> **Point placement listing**
* * *

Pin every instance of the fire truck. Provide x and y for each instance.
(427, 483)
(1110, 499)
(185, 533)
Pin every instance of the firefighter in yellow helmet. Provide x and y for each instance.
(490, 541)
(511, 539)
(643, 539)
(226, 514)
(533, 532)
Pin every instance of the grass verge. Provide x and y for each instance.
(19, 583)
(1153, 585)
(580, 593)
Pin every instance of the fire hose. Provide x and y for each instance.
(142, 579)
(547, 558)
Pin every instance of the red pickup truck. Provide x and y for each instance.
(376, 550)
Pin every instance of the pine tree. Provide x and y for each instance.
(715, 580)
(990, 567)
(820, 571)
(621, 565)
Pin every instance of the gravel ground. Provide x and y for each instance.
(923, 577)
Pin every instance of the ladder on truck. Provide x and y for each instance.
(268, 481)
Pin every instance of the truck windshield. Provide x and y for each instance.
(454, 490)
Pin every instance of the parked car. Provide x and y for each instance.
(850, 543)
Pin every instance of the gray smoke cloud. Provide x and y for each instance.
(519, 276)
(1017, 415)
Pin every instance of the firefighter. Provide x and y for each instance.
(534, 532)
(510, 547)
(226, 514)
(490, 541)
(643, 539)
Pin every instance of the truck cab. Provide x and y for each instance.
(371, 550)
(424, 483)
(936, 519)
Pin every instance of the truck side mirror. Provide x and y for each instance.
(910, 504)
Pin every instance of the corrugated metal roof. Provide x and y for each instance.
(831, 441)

* * *

Rewrite every line of the listing above, requests included, rescaling each x and y coordinate in the answers by a factor of 0.55 and rounding to the nearest whole number, with halves rounded up.

> **Solution to this task**
Pin every instance of the fire truck. Provide x and y for each instance.
(235, 266)
(611, 274)
(102, 293)
Pin every instance of the firefighter in yellow helmet. Provide x and y for each instance.
(270, 298)
(281, 296)
(354, 296)
(124, 283)
(293, 293)
Pin every instance of the grass verge. Provide x and y for each instance.
(10, 321)
(634, 322)
(319, 326)
Pin every instance of the fire hose. Provide x and y for each instance.
(78, 318)
(301, 307)
Pin every instance of the red pickup truck. Provide x and y for each instance.
(207, 303)
Pin every instance of the pine tree. Provide x and y for each instance.
(393, 319)
(545, 312)
(451, 314)
(342, 311)
Pin every instance of the gravel ground. Provide x and y for each instance.
(508, 317)
Pin every instance of the ladder on truck. Provide x and y for each instance.
(147, 265)
Pin every instance of the truck windshield. Provide x and y for each instance.
(250, 270)
Pin every instance of the parked car. Provide x and y for each instance.
(468, 299)
Pin every instance of the gray smoke cloud. Provide x and y for each instance.
(285, 152)
(559, 228)
Pin every instance of the firefighter. Provide x and y for each instance.
(294, 293)
(281, 301)
(124, 283)
(270, 298)
(354, 296)
Pin every instance of the truck cab. Provide x and y for each instance.
(204, 303)
(233, 266)
(515, 285)
Pin every instance of the truck side mirror. Provide x and y for each instance.
(501, 277)
Pin every instance of the corrugated metal roof. Provide x and y for each instance.
(457, 243)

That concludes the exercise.